◆ **Information provided**:
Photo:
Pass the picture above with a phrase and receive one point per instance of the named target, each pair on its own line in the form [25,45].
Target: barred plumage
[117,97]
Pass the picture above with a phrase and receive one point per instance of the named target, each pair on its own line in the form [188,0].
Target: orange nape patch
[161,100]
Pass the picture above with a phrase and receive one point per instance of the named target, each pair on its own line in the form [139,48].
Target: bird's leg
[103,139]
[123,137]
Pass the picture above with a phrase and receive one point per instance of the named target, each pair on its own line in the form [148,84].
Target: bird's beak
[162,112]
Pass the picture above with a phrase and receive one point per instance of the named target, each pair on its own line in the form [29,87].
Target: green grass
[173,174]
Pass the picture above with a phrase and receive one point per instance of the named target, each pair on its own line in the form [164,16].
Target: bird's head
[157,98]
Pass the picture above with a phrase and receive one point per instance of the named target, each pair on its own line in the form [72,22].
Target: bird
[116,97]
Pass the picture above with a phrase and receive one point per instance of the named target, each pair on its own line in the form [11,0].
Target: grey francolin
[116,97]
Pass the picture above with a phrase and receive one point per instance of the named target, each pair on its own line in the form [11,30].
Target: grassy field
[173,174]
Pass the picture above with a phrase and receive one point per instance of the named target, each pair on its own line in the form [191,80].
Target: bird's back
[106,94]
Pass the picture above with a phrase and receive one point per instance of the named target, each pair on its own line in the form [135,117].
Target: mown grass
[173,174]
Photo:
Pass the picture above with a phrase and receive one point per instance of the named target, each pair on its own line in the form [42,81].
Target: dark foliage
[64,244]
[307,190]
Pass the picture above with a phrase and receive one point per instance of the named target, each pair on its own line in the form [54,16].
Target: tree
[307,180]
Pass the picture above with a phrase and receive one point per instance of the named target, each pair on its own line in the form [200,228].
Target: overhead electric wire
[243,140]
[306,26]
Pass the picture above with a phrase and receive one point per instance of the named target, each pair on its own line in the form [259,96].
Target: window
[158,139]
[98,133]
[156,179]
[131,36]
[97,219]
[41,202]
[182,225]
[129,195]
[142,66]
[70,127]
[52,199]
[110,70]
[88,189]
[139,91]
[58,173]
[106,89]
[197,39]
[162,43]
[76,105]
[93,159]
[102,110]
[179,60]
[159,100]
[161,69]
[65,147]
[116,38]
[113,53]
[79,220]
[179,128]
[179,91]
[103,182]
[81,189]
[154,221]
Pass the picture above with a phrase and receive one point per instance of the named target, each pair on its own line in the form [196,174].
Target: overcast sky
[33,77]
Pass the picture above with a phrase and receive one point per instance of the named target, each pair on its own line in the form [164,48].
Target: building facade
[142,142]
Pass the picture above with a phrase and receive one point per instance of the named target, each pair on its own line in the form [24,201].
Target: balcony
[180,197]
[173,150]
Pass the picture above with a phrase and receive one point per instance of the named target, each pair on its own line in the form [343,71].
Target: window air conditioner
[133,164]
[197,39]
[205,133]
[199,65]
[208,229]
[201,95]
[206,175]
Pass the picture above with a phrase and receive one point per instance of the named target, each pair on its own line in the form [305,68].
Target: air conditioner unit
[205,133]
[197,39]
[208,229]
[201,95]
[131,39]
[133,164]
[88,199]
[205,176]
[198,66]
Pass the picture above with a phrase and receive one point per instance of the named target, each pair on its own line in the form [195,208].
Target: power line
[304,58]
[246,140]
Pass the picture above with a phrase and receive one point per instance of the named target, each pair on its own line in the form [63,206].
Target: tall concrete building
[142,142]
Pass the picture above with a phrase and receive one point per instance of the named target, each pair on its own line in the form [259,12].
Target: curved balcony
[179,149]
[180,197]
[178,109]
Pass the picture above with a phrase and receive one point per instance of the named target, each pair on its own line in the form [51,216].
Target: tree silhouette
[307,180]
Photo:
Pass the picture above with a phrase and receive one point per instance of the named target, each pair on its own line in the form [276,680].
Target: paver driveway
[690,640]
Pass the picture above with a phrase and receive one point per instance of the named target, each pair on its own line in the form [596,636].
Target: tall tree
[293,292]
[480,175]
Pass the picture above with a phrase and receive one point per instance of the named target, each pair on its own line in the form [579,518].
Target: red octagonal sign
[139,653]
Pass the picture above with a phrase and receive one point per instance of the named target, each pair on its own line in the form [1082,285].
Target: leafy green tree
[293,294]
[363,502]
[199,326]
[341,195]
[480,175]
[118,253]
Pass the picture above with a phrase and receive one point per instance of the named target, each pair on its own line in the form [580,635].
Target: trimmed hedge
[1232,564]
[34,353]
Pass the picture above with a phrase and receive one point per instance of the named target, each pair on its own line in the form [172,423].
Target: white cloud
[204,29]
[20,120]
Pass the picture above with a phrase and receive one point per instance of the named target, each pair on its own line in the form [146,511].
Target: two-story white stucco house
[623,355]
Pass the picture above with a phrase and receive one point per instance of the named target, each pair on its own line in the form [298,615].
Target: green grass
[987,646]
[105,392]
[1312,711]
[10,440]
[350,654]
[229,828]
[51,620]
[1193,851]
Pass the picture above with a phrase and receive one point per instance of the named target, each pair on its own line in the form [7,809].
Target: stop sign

◆ **Stated goal**:
Rewrite the data above, putting "caption" wherever "phrase" appears and leaving everything else as it is.

◆ **Written solution**:
Photo:
Pass the picture above with a caption and receive one point per instance of the named target, each pair on its own line in the form [25,45].
Target: barred plumage
[117,97]
Pass the picture above with a caption and receive one point per instance of the named target, each pair on its own line in the form [188,0].
Target: orange nape patch
[161,100]
Pass the picture above with a caption and receive one point per instance of the named target, each pair on its own line in the form [139,48].
Target: bird's leg
[103,139]
[123,137]
Pass the picture above with a caption and receive one point per instance of the named target, each pair on its own line in the form [148,84].
Target: bird's beak
[162,112]
Pass the picture above with a caption and receive one point per instance of the named target, each pair on its own line in the form [29,87].
Target: green grass
[173,174]
Pass the picture above with a caption and receive one point per instance of the named target, each pair on its own line in the form [164,16].
Target: bird's head
[157,98]
Pass the picture above with a caption and receive one point per instance of the named target, each pair on its own line in the form [72,22].
Target: bird
[116,97]
Pass the picture above with a caption and receive one point per instance of the named target, each pair on its own line in the form [11,0].
Target: grey francolin
[116,97]
Pass the picture above with a caption and receive one point per instance of the named target, each pair on its own line in the form [11,30].
Target: grassy field
[173,174]
Pass the picture above with a caption and receive one point per instance of the named target, each pair on its own line in the form [191,80].
Target: bird's back
[106,94]
Pass the picture above with a caption and receive one point per instance of the named target, each pair on its own line in the form [135,117].
Target: mown grass
[173,174]
Photo:
Pass the picture above with a caption and receive one point per instance of the named target, each pair on its own line in the form [42,81].
Target: dark foliage
[64,244]
[307,190]
Pass the picture above with a caption and receive one point per instance of the named target, each pair on its own line in the form [54,16].
Target: tree
[307,180]
Pass the picture above with a caption and receive one point per instance of the named target, each pair on its own line in the form [200,228].
Target: overhead electric wire
[243,140]
[306,26]
Pass the picture above with a caption and receive one point per instance of the named target, each pair on its own line in the form [259,96].
Target: window
[158,139]
[98,133]
[156,179]
[131,36]
[97,219]
[41,202]
[182,225]
[129,195]
[142,66]
[70,127]
[52,199]
[110,70]
[88,189]
[139,91]
[58,173]
[106,89]
[197,39]
[162,43]
[76,105]
[93,159]
[102,110]
[179,60]
[159,100]
[161,69]
[65,147]
[116,38]
[113,53]
[79,220]
[179,128]
[179,91]
[103,182]
[81,189]
[154,221]
Pass the picture above with a caption and receive one point per instance of the named target, each pair on its own line in the form [196,174].
Target: overcast sky
[33,77]
Pass the picture above with a caption and receive one point per instance of the named target, each pair on its own line in the form [164,48].
Target: building facade
[142,142]
Pass the picture above with a caption and receive one point per instance of the named target, each pair on its own line in the form [24,201].
Target: balcony
[180,197]
[173,150]
Pass the picture above with a caption and receive one point per instance of the named target, each pair on its own line in the form [343,71].
Target: window air conditioner
[133,164]
[197,39]
[205,133]
[199,65]
[208,229]
[201,95]
[206,175]
Pass the picture above with a caption and receive one point per instance of the named target, each pair on its own line in the form [305,68].
Target: air conditioner unit
[205,133]
[197,39]
[208,229]
[201,95]
[131,39]
[133,164]
[88,199]
[205,176]
[198,66]
Pass the picture above with a caption and receive one point per instance of the named target, each pair on its own line in the form [195,208].
Target: power line
[304,58]
[246,140]
Pass the picture above with a caption and receive one point per instance of the named target, each pair on its own line in the form [63,206].
Target: tall concrete building
[142,142]
Pass the picture above with a caption and receive one point per instance of the named target, each pair on its own line in the form [259,12].
Target: curved balcony
[179,149]
[180,197]
[178,109]
Pass the picture above with a caption and receive one point per instance of the named target, each pair on its own line in the form [51,216].
Target: tree silhouette
[307,180]
Photo:
Pass the picture above with a caption and receive one point per instance of the named target, each pair on its own line in the form [276,680].
Target: paver driveway
[690,640]
Pass the picture above with a caption and receive one point per instance of the named target, each pair on its own line in the form [596,636].
Target: tall tree
[293,292]
[480,175]
Pass the picture above with a caption and receive one point per instance of the named target, each pair on its own line in the form [579,518].
Target: red octagonal sign
[139,653]
Pass the picture above with a caption and receive one point per instance of the named target, each pair on its own line in the form [1082,285].
Target: leafy green tree
[293,294]
[363,502]
[199,326]
[341,195]
[480,175]
[118,253]
Pass the picture above with a caption and receive one point per instance of the named target, each pair on its own line in the form [580,635].
Target: trimmed hedge
[1232,564]
[34,353]
Pass the picture above with a caption and receive one point per instance of the named target, each pair on its own line in the form [172,423].
Target: white cloud
[204,29]
[20,120]
Pass the picture above with a caption and receive one point per instance of the named target, each pair on its own line in the form [146,511].
Target: two-story white stucco house
[623,355]
Pass the picture above with a caption and receive one point per instance of the named target, each pair on its own line in the form [298,615].
Target: green grass
[987,646]
[105,392]
[1312,711]
[10,440]
[350,654]
[229,828]
[51,620]
[1193,851]
Pass the picture above with a caption and receive one point per instance of the named target, each pair on its own line in the form [7,809].
Target: stop sign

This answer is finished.